> Records shown:
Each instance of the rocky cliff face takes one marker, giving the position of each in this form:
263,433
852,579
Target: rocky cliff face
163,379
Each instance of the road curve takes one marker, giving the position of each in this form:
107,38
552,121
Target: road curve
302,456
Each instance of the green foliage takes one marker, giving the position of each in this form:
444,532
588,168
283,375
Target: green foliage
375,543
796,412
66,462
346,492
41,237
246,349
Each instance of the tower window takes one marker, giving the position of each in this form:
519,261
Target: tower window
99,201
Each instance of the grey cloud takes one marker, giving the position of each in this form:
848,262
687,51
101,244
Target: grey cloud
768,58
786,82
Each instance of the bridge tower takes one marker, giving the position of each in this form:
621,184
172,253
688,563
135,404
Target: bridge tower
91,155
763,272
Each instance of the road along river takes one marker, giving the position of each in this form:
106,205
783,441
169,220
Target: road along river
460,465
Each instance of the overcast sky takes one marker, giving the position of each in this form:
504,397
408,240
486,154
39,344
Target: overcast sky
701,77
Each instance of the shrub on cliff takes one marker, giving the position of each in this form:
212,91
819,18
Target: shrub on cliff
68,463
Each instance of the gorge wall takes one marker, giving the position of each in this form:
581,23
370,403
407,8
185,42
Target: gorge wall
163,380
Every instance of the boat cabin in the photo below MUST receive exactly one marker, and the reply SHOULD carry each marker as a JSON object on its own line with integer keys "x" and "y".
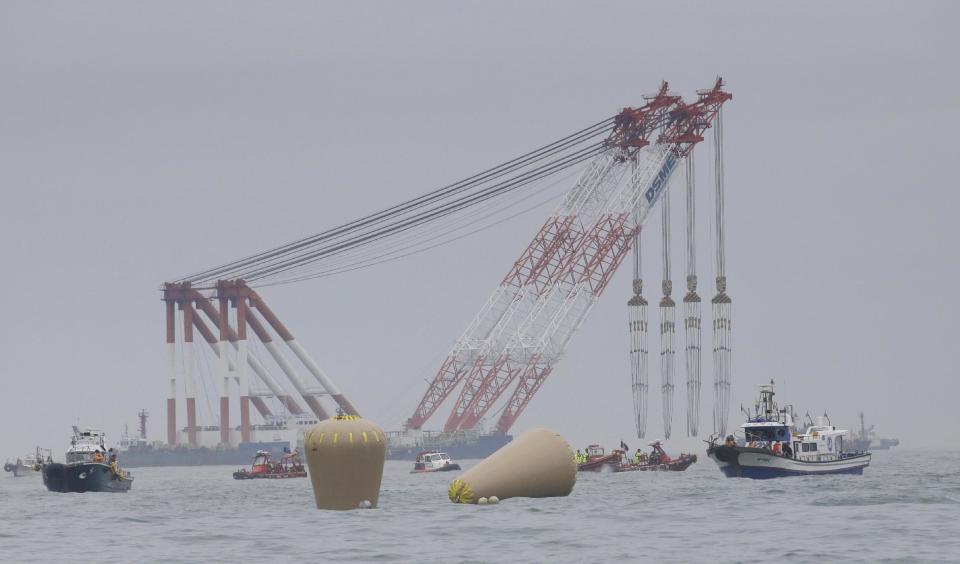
{"x": 429, "y": 460}
{"x": 594, "y": 451}
{"x": 819, "y": 443}
{"x": 87, "y": 445}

> Work to do:
Take the listing above and restate it word for word, without its pictures.

> Task response:
Each instance of the rocky cliff face takes one marker, giving the position of each in this form:
263,433
852,579
Target: rocky cliff face
163,379
Each instance of the road curve takes one marker, giving the position of each in this form:
107,38
552,121
Target: road curve
302,456
Each instance of the green foliage takes one marker, giving the position of each in this form:
444,532
588,168
283,375
Target: green foliage
375,543
796,412
66,462
346,492
41,237
246,349
Each instance of the tower window takes one marker, giving the position of each in this form:
519,261
Target: tower window
99,201
Each instance of the grey cloud takes one marker, giving the position of each in this form:
848,262
687,51
101,244
Target: grey cloud
768,58
786,82
Each instance of the bridge tower takes one marker, giving the position of each in this form:
621,184
172,253
688,563
135,404
Target: bridge tower
91,155
763,272
Each instance of the road along river takes one marker, giving the position of each in this form:
106,205
783,441
169,220
Target: road along river
460,465
Each instance of the overcast sky takes one marker, giving the position of each in this form:
504,397
408,240
486,154
39,344
Target: overcast sky
701,77
Each instance of the shrub on cliff takes one marker, giving the position of each in this form:
212,91
819,18
Target: shrub on cliff
68,463
Each instance of the gorge wall takes one marker, giving the position of each in this form:
581,23
370,403
407,8
185,42
Target: gorge wall
163,380
Every instance of the boat cabin in the photo below MUST receive exactly one marker, and the reply SHOULD carry each marker as a JSON object on its own line with integer keys "x" and "y".
{"x": 429, "y": 460}
{"x": 594, "y": 451}
{"x": 819, "y": 443}
{"x": 87, "y": 445}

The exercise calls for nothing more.